Whenever the word "wall" appears in a line of the data below, copy that line.

--- INPUT DATA Enclosed Below ---

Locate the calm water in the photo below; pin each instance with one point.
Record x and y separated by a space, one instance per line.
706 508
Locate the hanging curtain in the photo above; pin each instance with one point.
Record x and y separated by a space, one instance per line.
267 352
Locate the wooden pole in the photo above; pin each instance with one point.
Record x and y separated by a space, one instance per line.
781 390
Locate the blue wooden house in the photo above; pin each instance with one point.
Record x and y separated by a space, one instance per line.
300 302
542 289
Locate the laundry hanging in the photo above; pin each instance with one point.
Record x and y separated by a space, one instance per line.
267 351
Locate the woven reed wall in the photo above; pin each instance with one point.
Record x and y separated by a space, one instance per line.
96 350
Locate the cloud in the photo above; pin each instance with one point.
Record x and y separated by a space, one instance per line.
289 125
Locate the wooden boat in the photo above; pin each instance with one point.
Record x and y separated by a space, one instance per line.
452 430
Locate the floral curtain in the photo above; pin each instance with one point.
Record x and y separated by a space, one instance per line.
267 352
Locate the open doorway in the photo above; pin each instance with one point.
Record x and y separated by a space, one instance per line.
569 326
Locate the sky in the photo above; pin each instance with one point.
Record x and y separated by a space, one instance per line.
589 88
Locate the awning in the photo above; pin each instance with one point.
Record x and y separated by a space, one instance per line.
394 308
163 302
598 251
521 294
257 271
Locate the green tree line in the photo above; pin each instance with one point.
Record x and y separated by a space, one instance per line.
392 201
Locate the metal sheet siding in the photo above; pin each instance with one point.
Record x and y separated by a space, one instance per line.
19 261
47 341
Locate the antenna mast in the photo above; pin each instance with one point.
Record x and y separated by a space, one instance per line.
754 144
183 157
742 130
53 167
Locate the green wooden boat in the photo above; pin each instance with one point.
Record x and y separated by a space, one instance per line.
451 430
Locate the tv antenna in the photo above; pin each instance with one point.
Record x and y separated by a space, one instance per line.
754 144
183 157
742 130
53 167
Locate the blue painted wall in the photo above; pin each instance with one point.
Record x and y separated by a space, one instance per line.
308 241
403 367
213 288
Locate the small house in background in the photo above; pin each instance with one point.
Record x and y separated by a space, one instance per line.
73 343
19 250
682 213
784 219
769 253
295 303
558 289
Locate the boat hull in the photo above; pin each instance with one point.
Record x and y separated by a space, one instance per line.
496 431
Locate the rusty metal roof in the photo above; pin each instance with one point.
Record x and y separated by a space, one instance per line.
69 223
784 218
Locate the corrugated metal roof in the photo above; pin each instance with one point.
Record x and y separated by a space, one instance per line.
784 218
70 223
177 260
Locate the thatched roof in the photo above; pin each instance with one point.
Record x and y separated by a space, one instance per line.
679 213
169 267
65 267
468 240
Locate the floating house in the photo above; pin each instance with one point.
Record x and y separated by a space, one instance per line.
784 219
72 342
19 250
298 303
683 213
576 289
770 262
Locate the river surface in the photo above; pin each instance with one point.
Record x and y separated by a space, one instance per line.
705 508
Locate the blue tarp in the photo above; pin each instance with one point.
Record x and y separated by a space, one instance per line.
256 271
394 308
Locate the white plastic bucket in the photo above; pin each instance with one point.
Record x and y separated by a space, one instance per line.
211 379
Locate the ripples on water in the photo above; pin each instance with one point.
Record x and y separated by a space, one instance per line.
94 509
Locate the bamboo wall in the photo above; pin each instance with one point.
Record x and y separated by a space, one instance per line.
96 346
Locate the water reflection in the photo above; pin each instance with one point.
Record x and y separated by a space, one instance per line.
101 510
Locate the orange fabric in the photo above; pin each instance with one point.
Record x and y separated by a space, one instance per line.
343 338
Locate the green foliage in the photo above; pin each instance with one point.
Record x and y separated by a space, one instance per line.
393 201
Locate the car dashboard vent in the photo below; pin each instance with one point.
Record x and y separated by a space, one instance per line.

--- End of Enclosed INPUT DATA ---

TASK RESULT:
Locate the woven reed wall in the photo above; pin each instance with one point.
Locate the blue painted wall in the photo above; pin each instance with one point.
Locate the bamboo wall in the photo above; pin each instance with one point.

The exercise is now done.